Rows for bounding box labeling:
# # #
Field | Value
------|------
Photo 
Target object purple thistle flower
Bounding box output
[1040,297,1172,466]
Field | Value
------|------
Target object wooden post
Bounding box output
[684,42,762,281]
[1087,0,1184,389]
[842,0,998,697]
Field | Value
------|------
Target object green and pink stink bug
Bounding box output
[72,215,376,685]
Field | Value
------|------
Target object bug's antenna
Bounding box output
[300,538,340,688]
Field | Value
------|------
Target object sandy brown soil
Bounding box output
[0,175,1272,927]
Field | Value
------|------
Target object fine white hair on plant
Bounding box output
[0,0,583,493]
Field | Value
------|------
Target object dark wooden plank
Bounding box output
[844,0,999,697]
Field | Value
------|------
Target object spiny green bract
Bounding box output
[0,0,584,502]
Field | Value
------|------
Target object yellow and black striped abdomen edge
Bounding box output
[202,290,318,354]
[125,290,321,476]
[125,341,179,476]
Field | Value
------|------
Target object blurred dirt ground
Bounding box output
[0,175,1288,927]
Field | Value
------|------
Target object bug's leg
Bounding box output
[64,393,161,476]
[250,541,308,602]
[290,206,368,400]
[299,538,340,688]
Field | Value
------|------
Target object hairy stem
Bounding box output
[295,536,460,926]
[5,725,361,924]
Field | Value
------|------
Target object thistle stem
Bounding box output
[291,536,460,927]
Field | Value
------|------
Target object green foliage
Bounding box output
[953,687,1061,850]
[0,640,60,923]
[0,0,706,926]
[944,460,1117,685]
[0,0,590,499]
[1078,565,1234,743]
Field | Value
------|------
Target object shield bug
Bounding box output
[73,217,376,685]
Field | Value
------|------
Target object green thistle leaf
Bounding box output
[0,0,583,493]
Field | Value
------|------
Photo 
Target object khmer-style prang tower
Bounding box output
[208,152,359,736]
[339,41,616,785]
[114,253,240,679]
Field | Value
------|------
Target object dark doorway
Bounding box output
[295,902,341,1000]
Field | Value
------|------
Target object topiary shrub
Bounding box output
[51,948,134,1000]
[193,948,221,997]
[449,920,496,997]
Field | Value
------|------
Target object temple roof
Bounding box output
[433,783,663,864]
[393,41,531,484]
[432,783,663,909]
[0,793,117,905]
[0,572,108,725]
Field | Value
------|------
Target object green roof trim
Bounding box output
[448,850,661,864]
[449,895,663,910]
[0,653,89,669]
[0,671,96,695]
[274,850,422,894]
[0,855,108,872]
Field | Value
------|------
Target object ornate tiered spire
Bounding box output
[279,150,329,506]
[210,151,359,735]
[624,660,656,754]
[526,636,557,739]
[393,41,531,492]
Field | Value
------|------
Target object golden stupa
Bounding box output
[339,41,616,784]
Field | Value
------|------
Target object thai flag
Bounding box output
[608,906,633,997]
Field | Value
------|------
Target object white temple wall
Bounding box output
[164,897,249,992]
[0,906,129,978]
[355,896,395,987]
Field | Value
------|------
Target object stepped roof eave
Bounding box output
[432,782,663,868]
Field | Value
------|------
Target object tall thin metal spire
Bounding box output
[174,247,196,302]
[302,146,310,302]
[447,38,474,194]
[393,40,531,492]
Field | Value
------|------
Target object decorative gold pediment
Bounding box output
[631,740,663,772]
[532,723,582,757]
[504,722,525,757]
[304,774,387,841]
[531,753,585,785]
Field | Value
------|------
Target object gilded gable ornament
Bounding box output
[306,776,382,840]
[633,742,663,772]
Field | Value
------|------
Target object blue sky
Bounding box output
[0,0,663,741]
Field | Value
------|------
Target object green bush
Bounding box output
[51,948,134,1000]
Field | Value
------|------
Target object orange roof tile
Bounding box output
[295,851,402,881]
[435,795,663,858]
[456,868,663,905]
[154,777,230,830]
# # #
- _Aim_
Copy the rows from the very first line through the line containing "[0,175,1288,927]", including that line.

- _Solution to the exercise_
Field | Value
------|------
Photo 
Target object purple thistle flower
Bounding box output
[1040,297,1172,466]
Field | Value
------|------
Target object wooden post
Bounding box output
[684,42,762,281]
[1087,0,1184,389]
[842,0,998,697]
Field | Value
------|------
Target object green and pink stink bug
Bounding box output
[72,215,376,685]
Field | Value
------|------
Target object bug's antenna
Bounding box output
[300,538,340,688]
Field | Value
------|------
Target object sandy brown soil
Bounding box output
[0,175,1272,927]
Field | Value
------|------
Target object fine white hair on plant
Bounding box output
[0,0,583,493]
Field | Value
------|------
Target object dark wooden plank
Bounding box output
[844,0,999,697]
Field | Value
------|------
Target object spiny green bract
Bounding box output
[0,0,584,502]
Field | Value
------|------
Target object yellow and black striped abdomen edge
Bounding box output
[202,290,318,354]
[125,290,321,476]
[125,341,179,476]
Field | Value
------|------
Target object blurred dirt ground
Bounding box output
[0,175,1288,927]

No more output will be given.